*** EXERCISE INPUT ***

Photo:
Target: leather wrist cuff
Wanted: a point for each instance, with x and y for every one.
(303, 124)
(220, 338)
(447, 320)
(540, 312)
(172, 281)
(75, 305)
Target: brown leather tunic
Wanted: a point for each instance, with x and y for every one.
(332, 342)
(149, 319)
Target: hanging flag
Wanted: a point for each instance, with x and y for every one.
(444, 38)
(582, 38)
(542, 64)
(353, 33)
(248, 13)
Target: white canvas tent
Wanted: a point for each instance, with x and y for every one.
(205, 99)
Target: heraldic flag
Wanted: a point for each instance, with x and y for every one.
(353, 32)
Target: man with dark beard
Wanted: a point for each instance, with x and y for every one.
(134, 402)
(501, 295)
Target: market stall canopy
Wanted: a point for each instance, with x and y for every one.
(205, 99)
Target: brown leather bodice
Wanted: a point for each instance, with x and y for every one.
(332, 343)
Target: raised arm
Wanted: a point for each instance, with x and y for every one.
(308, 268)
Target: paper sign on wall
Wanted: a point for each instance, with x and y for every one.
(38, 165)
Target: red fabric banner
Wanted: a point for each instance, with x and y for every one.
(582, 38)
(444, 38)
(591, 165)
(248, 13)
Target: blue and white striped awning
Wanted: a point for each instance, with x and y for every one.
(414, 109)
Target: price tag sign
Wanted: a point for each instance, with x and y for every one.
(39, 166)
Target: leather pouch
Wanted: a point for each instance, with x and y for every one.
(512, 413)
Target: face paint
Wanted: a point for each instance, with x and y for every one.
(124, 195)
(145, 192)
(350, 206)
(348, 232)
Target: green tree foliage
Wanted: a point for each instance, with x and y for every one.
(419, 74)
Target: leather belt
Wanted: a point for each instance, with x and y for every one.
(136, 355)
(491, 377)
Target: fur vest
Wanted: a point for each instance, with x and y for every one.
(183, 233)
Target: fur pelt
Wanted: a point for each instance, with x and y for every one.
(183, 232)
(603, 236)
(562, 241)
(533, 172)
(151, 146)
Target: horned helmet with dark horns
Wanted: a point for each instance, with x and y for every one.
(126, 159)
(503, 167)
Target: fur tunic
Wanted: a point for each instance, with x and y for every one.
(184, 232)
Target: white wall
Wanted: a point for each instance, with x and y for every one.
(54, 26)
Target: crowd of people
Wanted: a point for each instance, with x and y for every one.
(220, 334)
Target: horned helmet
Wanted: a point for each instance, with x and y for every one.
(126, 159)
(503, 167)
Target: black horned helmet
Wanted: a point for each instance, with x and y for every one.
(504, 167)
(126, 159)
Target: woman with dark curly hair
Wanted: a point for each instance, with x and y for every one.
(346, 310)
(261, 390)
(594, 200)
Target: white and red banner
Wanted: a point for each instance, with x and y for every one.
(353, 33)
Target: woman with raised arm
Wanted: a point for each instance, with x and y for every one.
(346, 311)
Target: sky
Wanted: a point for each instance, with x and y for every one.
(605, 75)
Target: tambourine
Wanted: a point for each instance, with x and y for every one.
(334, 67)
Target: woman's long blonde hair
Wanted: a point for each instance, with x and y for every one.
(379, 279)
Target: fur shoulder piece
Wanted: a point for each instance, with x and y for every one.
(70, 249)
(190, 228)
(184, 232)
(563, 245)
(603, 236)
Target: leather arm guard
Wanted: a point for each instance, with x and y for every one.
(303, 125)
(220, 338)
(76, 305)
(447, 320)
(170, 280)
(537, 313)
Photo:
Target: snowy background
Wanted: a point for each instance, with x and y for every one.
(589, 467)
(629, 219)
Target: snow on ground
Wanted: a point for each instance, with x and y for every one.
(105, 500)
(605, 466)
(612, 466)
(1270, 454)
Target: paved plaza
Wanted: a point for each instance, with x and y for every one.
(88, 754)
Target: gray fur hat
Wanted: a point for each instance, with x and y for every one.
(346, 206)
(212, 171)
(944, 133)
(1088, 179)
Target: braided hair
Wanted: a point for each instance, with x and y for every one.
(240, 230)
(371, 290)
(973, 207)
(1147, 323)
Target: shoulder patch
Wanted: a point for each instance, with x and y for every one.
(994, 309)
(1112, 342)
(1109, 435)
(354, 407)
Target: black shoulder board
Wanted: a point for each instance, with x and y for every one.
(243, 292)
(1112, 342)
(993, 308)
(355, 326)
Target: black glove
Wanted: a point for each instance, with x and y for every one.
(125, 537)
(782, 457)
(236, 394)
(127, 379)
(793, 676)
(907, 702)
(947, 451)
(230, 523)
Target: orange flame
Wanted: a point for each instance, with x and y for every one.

*** End of EXERCISE INPUT ***

• _TASK STATEMENT_:
Start at the first line of the material and write everything out exactly.

• _OUTPUT OF THE EXERCISE_:
Photo:
Target: leather wrist cuff
Wanted: a point for each instance, with x and y for every one.
(303, 124)
(220, 338)
(447, 320)
(540, 312)
(172, 281)
(75, 305)
Target: brown leather tunic
Wanted: a point for each instance, with x and y for every one.
(332, 342)
(149, 319)
Target: hanging flag
Wanted: a point for each instance, with x and y for every one.
(444, 38)
(582, 38)
(542, 64)
(353, 33)
(248, 13)
Target: white canvas tent
Wanted: a point for each instance, with x and y for every one.
(205, 99)
Target: heraldic flag
Wanted: a point for each instance, with x and y for every one.
(353, 32)
Target: man with dark beard
Wanted: a point for each instance, with x and y for every one.
(134, 402)
(501, 295)
Target: market stall canopy
Wanted: a point for each instance, with x and y for every one.
(205, 99)
Target: brown leather bodice
Wanted: a point for each instance, with x and y for every one.
(332, 343)
Target: raised arm
Wanted: a point for each instance, with x and y for every one.
(308, 268)
Target: paper sign on wall
Wanted: a point for each instance, with x and y for every one.
(38, 165)
Target: red fabric banner
Wanted: a point for each instance, with x and y for every one.
(582, 38)
(444, 38)
(591, 165)
(248, 13)
Target: blue and white striped awning
Wanted: a point for each instance, with x and y for every one.
(414, 109)
Target: price tag sign
Wanted: a point for each instance, with x and y for every one.
(39, 166)
Target: leather pouch
Wanted: a point for each instance, with x and y for every one.
(512, 413)
Target: face paint
Wanted: a point for each instance, with x and y for every one.
(124, 195)
(145, 192)
(350, 206)
(348, 232)
Target: green tree foliage
Wanted: a point for each instance, with x and y for every one.
(419, 74)
Target: leather belt
Wanted: a point for each instance, with x and y for every one.
(136, 355)
(491, 377)
Target: fur vest
Wanted: a point for each instance, with x and y for every one.
(183, 233)
Target: fur pelt
Wanted: a point for each instance, with x and y for every one.
(183, 232)
(603, 236)
(562, 241)
(533, 172)
(151, 146)
Target: horned helmet with dark horns
Wanted: a point for each instance, with x and y for every one.
(126, 159)
(503, 167)
Target: fur tunic
Wanted: a point for each instance, with x and y for every one.
(184, 232)
Target: white wall
Wanted: a point for each instance, with x and y for every one.
(54, 26)
Target: crowd of people
Wanted: a point for each instance, with x and y for every one.
(220, 334)
Target: horned helmet
Wanted: a point for each instance, with x and y for every one.
(126, 159)
(503, 167)
Target: black horned helmet
Wanted: a point for each instance, with x and y for every one.
(504, 167)
(126, 159)
Target: woman with dark curly hair
Wanted: a point for each instance, with x and y for every one.
(346, 310)
(261, 390)
(594, 200)
Target: white and red banner
Wanted: a point for each instance, with x and y for every one.
(353, 33)
Target: woman with raised arm
Wanted: a point for each instance, with x and y for every one.
(346, 311)
Target: sky
Wanted: a point for each instance, with x and y for every one.
(605, 75)
Target: tambourine
Wanted: a point for each instance, with x and y for every one.
(334, 67)
Target: woman's long blonde hair
Wanted: a point for each instance, with x and y for every one.
(379, 279)
Target: fur shoulder piece
Wanted: a point for each instance, with x and y for every one.
(70, 249)
(190, 228)
(184, 232)
(563, 245)
(603, 236)
Target: leather arm guard
Wanted: a point for each instance, with x and y for every one.
(303, 125)
(220, 338)
(76, 305)
(447, 320)
(170, 280)
(537, 313)
Photo:
Target: snowy background
Wanted: a point for each instance, with x and y for every one.
(589, 467)
(629, 219)
Target: snow on ground
Wanted: a point for each instance, with x and y for every one.
(105, 500)
(605, 466)
(612, 466)
(1270, 454)
Target: paved plaza
Wanted: a point for each instance, with x and y for every one.
(88, 754)
Target: gray fur hat
Wanted: a point for each instance, with x and y for every one.
(346, 206)
(212, 171)
(944, 133)
(1088, 179)
Target: braided hair
Wanted: a point for each instance, with x and y for every one.
(240, 230)
(371, 290)
(973, 207)
(1147, 323)
Target: shoulder patch
Wanted: a point for each instance, with x and y for every one.
(994, 309)
(1112, 342)
(1109, 435)
(354, 407)
Target: black shoulder board
Wanted: a point for each instance, with x and y for every one.
(243, 292)
(1112, 342)
(993, 308)
(355, 326)
Target: black glove
Wanted: a point for each instance, with x and y for every one.
(125, 537)
(782, 457)
(236, 394)
(127, 379)
(793, 676)
(907, 702)
(947, 451)
(230, 523)
Target: orange flame
Wanted: a point for each instance, with x and y for every one.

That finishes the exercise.